Exercise set
a - Transcribe the portion of the Iraq news report between "Meanwhile, a roadside" and "critically, Ahmed said.", inclusive.
b - According to the Iraq news report, what did officials say the operation in Kufa was aimed at?

Given passage
** Start **

CNN’s Jane Arraf, reporting from an armored personnel carrier of the 2nd Battalion, 37th Armor Regiment, described the sound of the vehicles rolling through the streets as "intimidating." Aided by Iraqi civil defense forces, troops found AK-47s, rocket-propelled grenades, rocket launchers and more than 2,000 rounds of ammunition. Some of the weapons were stashed in the mosque’s minaret. The operation marked the first time U.S. troops had entered Kufa since the insurgency began several weeks ago. Officials said it was not aimed at capturing al-Sadr but at denying the Mehdi Army a safe haven in Kufa. Another weapons search took place Sunday across the Euphrates River to the east, at a palace that once belonged to deposed Iraqi leader Saddam Hussein.

Meanwhile, a roadside bomb Sunday ripped through an Iraqi police car, killing one police officer and wounding two others in the southern city of Basra, according to Col. Khasim Ahmed, an Iraqi police official. Earlier, a mortar landed in a house in Basra, killing one civilian and wounding four, two of them critically, Ahmed said.

Iran acknowledged it had lines of communication with Iraqi politician Ahmed Chalabi, whose home was raided Thursday by Iraqi authorities. But Tehran denied that it had received classified information from Chalabi about U.S. troops in the region.

Brig. Gen. Mark Kimmitt said Saturday that dozens of people killed in a U.S. attack in the Iraqi desert early Wednesday were attending a high-level meeting of foreign fighters, not a wedding. Kimmitt said six women were among the dead, but he said there was no evidence any children died in the raid near the Syrian border. Coalition officials have said as many as 40 people were killed.

** End **

Collected data

** Start **

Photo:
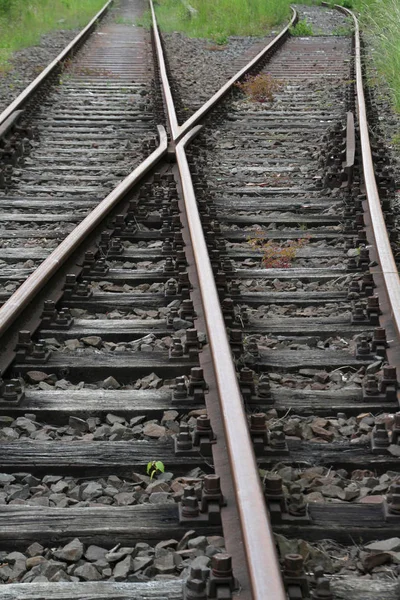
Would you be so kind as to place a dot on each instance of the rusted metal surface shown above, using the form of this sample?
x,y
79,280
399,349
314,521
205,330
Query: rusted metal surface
x,y
178,131
20,101
171,113
263,566
31,287
387,265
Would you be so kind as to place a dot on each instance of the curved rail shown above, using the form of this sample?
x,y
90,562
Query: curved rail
x,y
262,561
20,100
35,282
178,131
383,249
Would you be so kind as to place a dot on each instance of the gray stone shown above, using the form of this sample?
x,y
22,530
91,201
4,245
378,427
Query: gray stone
x,y
165,564
122,569
389,545
141,562
200,542
161,498
72,552
95,553
87,572
5,478
111,383
119,554
93,340
35,549
78,425
91,491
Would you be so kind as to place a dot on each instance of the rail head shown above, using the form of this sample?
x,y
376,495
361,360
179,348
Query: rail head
x,y
387,264
35,282
179,131
28,92
262,561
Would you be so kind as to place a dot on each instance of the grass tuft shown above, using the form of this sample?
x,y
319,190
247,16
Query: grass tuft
x,y
23,22
302,29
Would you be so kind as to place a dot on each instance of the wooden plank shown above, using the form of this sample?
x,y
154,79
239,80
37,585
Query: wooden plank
x,y
110,329
125,367
358,588
326,402
102,301
101,525
57,405
291,360
95,590
297,298
91,458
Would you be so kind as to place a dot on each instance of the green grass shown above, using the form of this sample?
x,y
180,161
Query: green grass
x,y
302,29
218,19
381,18
23,22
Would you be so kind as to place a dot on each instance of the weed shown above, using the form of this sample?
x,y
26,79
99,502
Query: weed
x,y
302,29
155,467
260,88
275,255
220,39
22,23
123,21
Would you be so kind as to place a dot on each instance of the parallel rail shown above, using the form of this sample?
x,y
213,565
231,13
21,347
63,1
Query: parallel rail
x,y
29,91
263,566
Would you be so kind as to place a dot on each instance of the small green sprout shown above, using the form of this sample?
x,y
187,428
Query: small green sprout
x,y
155,467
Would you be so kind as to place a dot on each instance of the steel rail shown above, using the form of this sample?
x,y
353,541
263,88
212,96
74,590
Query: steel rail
x,y
20,100
383,249
171,112
178,131
262,561
35,282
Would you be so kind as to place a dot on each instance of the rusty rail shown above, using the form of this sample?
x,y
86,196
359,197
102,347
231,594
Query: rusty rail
x,y
262,561
35,282
178,131
24,96
387,264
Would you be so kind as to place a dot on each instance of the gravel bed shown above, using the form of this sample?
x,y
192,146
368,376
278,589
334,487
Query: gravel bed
x,y
356,430
27,64
324,21
319,484
55,491
291,310
112,428
75,561
375,560
200,67
267,342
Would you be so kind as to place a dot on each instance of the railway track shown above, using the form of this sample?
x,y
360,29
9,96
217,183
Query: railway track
x,y
211,355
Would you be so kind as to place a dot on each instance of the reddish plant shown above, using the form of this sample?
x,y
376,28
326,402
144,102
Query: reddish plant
x,y
277,255
260,88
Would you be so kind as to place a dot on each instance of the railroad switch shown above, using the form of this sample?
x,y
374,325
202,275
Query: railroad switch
x,y
11,391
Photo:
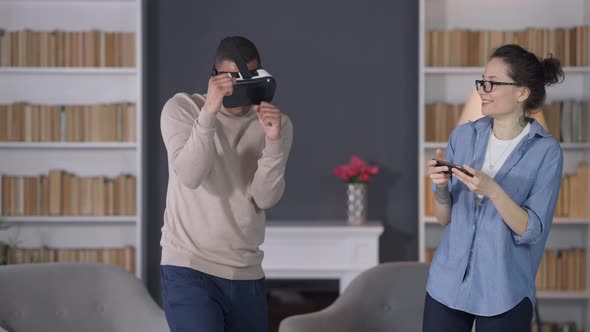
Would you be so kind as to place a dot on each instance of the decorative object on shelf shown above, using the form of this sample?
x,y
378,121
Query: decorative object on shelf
x,y
3,246
357,173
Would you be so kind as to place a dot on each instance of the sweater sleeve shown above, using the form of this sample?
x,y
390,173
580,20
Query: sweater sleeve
x,y
188,135
269,180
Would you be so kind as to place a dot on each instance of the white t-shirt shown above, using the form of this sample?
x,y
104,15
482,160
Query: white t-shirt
x,y
498,151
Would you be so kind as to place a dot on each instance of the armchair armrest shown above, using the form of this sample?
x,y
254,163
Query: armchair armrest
x,y
330,319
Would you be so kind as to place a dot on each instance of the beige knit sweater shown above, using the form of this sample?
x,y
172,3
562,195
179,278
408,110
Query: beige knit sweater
x,y
223,174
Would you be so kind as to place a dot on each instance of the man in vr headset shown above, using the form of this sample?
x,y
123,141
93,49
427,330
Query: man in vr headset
x,y
227,153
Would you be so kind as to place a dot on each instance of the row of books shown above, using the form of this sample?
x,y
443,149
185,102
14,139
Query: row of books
x,y
122,257
573,197
24,122
64,194
567,120
574,194
560,269
463,47
27,48
555,327
439,120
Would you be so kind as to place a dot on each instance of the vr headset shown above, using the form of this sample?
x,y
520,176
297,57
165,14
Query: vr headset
x,y
251,87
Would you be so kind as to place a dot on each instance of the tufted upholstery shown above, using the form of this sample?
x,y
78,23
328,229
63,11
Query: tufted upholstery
x,y
388,297
64,297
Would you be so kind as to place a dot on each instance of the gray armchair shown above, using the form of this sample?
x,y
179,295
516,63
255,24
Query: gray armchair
x,y
388,297
64,297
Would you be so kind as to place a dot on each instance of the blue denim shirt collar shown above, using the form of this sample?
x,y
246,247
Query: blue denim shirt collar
x,y
483,125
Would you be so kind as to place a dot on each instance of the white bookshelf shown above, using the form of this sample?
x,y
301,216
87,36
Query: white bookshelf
x,y
455,84
67,86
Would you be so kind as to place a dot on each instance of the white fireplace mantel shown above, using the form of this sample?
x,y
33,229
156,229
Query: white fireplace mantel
x,y
320,250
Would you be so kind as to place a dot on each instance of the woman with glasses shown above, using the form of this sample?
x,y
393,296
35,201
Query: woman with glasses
x,y
497,220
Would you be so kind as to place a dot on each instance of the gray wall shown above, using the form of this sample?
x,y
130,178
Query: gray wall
x,y
347,75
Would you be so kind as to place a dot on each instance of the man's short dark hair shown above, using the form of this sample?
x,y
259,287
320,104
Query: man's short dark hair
x,y
246,48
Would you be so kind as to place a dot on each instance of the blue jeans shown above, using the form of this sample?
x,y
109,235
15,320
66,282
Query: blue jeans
x,y
198,302
440,318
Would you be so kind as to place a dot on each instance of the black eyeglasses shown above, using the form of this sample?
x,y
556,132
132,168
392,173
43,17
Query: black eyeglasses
x,y
488,86
215,72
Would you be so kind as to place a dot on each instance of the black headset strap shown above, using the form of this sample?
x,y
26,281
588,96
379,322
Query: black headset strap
x,y
239,60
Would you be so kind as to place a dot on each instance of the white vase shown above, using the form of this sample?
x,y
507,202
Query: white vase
x,y
356,203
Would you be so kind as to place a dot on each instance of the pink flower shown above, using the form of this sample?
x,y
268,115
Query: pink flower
x,y
357,170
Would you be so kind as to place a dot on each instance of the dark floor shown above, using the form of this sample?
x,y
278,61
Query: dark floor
x,y
294,298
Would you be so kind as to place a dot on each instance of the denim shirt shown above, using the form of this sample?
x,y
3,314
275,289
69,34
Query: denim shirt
x,y
481,266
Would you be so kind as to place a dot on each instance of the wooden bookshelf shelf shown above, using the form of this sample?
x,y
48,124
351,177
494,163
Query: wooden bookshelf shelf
x,y
95,102
69,145
71,219
563,295
479,70
66,2
565,146
560,221
69,70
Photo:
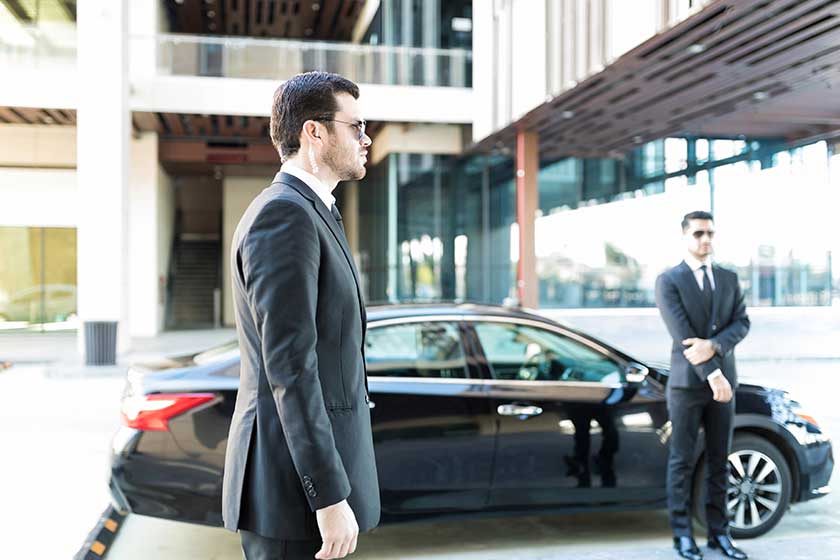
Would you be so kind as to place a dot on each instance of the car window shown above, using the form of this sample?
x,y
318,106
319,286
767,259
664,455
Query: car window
x,y
520,352
219,353
430,350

** End **

Problem solutions
a -
Meanwhile, a roadside bomb Sunday ripped through an Iraqi police car, killing one police officer and wounding two others in the southern city of Basra, according to Col. Khasim Ahmed, an Iraqi police official. Earlier, a mortar landed in a house in Basra, killing one civilian and wounding four, two of them critically, Ahmed said.

b - Denying the Mehdi Army a safe haven in Kufa, not capturing al-Sadr.